_Stated exercise_: Continue the passage on determination piezoelectric elements and their electrodes, starting immediately after its final sentence.

* START Given text *

Moreover, in the present embodiment, individual electrode
determination piezoelectric elements 60 are provided on the
respective surfaces and the electrodes (determination common
electrodes 62 and determination individual electrodes 64) of these
determination piezoelectric elements 60 are bonded respectively
together, in such a manner that a determination signal is extracted
via common electrode leads for the determination common electrodes
62 and the determination individual electrodes 64, (namely, from
the determination common electrode lead 66 and the determination
individual electrode lead 68). However, the determination
piezoelectric elements 60 may also be formed in an integrated
manner on the respective surfaces, or alternatively, separate
electrode leads may be provided for the electrodes of the
determination piezoelectric elements 60 (and in particular, the
determination individual electrodes 64).
MODIFICATION EXAMPLE
[0176] Next, a modification example of the first to third
embodiments described above will be explained.

* END Given text *
* START Records shown *

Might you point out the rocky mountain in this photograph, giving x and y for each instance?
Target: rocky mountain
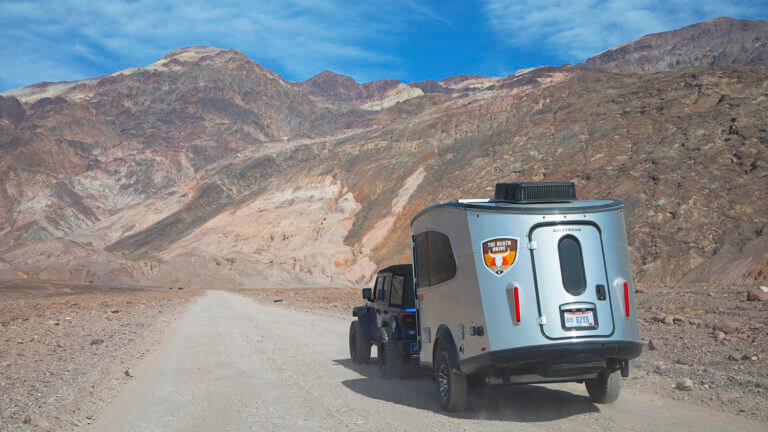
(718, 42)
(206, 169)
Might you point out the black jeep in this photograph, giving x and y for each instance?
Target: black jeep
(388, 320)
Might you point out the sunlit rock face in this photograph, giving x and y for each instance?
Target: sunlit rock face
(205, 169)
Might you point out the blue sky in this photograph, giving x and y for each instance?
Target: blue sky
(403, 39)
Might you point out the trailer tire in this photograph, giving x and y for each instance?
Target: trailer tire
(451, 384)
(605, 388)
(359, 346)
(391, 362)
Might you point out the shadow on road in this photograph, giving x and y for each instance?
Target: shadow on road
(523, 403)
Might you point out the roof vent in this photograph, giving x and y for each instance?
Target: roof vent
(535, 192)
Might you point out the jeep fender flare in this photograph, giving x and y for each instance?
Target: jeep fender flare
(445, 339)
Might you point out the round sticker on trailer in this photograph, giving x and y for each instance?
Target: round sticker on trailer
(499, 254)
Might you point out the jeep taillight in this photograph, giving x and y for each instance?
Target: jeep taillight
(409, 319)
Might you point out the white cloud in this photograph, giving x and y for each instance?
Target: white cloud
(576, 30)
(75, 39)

* END Records shown *
* START Records shown *

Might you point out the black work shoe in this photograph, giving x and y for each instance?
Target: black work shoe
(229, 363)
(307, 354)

* END Records shown *

_Result_:
[0177] Since the resonance frequency (frequency characteristics) of
the determination piezoelectric element 60 can be varied by
altering the thickness and rigidity of the determination
piezoelectric element 60, then by providing determination
piezoelectric elements 60 of different thicknesses and rigidities
on the respective surfaces of the plurality of determination
piezoelectric element installation surfaces of the pressure chamber
52, it is possible to vary the peak-sensitivity frequency between
the respective surfaces, and hence the pressure wave can be
determined with good sensitivity over a broad frequency range, for
instance, in cases where the pressure in the pressure chamber 52 is
determined while changing the drive frequency of the ejection
piezoelectric element 58.
[0178] Furthermore, as shown in FIGS. 11B and 11C, if the thickness
of the determination piezoelectric element 220 or 230 is varied on
the same surface, then it is possible to determine a plurality of
pressure waves having different frequencies, with good sensitivity,
by means of one determination piezoelectric element.
[0179] FIG. 11A shows a mode where a piezoelectric element 210
having a uniform thickness of d11 is provided on a base member (for
example, a wall member forming a side face of the pressure chamber
52), and FIG. 11B shows a piezoelectric element 220 having a
thickness distribution (namely, a thickness which changes from d21
to d22). Furthermore, FIG. 11C shows a determination piezoelectric
element 230 having a plurality of thicknesses (in this case, two
thicknesses: d31 and d32).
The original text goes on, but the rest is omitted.